==== Tekst źródłowy

Bartłomiej Jejda: Święta po żużlowemu

Lany poniedziałek coraz bliżej. Wielkanocny zając już zastanawia się komu podarować kolorową pisankę, a komu zbuka. Tymczasem święta mające upłynąć pod znakiem rodzinnej atmosfery, mające stanowić czas pojednania i radości, niejednokrotnie stają się pełne kłótni oraz sporów. Szczególnie dla kibiców żużla.

W tym artykule dowiesz się o:

Oto żona przy wielkanocnym śniadaniu chce poczuć czar świąt - w końcu po to pichciła kilka dni najróżniejsze przysmaki, a okazuje się, że wszystkie rozmowy prowadzone przez męża i synów toczą się wokół ostatniej ligowej kolejki. Kobieta liczy naiwnie na pochwałę swoich wypieków, a mężczyźni pod niebiosa wychwalają, owszem, ale ulubionego zawodnika, który jutro na pewno pokaże na co go stać.

========
==== Zapisane dane

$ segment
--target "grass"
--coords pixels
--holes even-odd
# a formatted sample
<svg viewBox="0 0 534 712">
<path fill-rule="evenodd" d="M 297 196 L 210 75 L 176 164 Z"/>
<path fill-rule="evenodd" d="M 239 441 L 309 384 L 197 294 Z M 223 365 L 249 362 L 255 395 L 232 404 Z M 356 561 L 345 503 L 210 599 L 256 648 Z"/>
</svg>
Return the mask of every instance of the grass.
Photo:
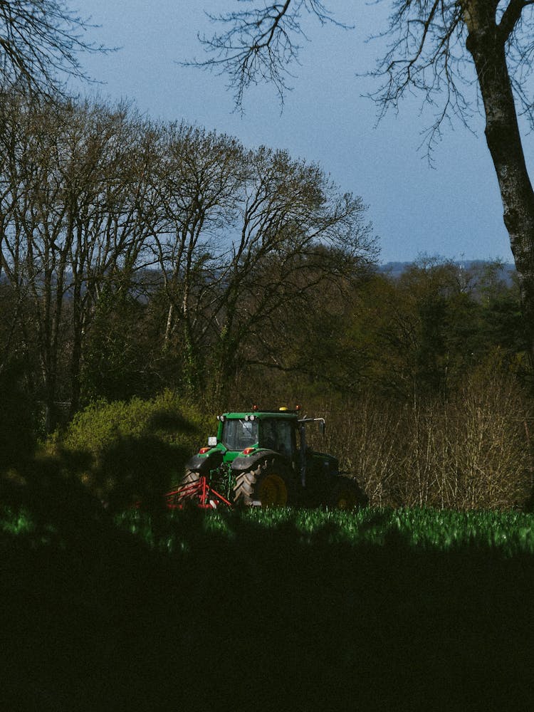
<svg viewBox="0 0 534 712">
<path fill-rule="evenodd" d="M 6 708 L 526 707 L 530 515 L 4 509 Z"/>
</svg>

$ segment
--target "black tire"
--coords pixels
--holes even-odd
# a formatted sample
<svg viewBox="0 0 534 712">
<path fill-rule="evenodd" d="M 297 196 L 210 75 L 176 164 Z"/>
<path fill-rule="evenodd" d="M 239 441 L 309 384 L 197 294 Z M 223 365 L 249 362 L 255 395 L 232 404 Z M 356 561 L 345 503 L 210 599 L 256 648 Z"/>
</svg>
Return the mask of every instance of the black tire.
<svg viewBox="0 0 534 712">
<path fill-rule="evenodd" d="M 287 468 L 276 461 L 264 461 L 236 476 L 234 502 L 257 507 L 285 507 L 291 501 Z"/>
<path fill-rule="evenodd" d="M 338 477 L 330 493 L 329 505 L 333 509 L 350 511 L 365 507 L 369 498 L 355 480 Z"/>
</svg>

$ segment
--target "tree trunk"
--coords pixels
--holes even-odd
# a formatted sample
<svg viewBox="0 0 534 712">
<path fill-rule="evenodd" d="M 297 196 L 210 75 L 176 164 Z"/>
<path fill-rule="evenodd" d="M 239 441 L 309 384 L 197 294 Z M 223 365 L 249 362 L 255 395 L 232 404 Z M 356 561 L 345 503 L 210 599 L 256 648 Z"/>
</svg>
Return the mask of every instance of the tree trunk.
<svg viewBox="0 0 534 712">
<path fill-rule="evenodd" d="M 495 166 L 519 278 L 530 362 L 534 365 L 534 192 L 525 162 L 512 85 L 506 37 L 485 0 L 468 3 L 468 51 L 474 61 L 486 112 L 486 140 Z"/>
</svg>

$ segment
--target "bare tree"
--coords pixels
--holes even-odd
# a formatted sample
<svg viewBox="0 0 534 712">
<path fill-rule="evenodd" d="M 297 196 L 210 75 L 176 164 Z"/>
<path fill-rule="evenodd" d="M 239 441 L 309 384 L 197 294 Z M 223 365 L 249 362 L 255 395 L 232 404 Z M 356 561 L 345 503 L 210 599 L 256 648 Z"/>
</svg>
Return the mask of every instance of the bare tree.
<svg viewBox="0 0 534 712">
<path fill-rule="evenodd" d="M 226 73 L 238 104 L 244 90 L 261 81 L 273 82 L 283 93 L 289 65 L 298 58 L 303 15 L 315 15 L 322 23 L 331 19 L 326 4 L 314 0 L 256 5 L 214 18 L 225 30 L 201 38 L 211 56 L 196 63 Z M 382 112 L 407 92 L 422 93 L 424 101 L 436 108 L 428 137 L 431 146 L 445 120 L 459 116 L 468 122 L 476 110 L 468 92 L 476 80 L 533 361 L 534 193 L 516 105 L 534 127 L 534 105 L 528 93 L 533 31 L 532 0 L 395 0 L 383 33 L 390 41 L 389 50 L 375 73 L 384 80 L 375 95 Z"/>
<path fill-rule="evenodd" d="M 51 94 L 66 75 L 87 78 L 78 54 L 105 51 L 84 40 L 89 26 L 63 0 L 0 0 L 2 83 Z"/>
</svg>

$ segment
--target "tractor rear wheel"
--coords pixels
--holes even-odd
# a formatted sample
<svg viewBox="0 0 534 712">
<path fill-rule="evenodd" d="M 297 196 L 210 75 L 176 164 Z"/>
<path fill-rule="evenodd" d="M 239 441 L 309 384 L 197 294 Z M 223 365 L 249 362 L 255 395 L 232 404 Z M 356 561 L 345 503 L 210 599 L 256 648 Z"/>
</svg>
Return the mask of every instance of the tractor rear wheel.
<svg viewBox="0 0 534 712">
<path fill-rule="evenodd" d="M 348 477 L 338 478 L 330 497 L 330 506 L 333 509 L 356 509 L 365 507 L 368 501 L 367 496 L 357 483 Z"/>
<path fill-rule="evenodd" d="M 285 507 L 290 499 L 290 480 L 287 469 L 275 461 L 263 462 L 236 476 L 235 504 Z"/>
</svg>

========
==== Zapisane dane

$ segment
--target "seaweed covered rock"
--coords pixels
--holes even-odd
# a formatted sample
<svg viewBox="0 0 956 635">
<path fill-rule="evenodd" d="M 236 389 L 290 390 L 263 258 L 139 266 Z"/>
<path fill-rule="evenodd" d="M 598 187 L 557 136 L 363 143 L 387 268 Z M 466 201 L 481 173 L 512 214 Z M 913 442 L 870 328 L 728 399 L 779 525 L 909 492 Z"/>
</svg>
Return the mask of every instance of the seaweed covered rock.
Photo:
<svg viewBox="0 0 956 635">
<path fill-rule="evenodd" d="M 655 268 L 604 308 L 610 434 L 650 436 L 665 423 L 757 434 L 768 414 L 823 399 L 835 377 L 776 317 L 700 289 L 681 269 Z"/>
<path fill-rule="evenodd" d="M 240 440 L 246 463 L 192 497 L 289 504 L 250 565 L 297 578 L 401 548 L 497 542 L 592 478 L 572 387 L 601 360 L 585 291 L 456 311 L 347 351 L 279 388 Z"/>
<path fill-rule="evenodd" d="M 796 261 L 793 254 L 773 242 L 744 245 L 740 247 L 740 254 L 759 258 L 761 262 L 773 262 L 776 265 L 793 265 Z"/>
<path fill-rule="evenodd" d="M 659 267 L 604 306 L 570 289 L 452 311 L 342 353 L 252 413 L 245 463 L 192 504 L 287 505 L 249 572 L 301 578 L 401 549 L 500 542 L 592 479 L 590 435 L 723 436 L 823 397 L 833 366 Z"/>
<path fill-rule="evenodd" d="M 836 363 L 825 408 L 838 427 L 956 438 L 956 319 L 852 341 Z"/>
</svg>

========

Zestaw zadań:
**1.** Na podstawie tekstu o świętach kibiców żużla wyjaśnij w jednym do trzech zdań, dlaczego żonie zależy, by przy wielkanocnym śniadaniu poczuć czar świąt.
**2.** Przepisz fragment tekstu o świętach kibiców żużla zawarty między słowami „Bartłomiej Jejda: Święta” a „dla kibiców żużla.”, włącznie z nimi.

Rozwiązania zadań:
**1.** Przez kilka dni przygotowywała najróżniejsze przysmaki. Tekst podaje, że robiła to właśnie po to, by przy śniadaniu poczuć czar świąt.

**2.**
Bartłomiej Jejda: Święta po żużlowemu

Lany poniedziałek coraz bliżej. Wielkanocny zając już zastanawia się komu podarować kolorową pisankę, a komu zbuka. Tymczasem święta mające upłynąć pod znakiem rodzinnej atmosfery, mające stanowić czas pojednania i radości, niejednokrotnie stają się pełne kłótni oraz sporów. Szczególnie dla kibiców żużla.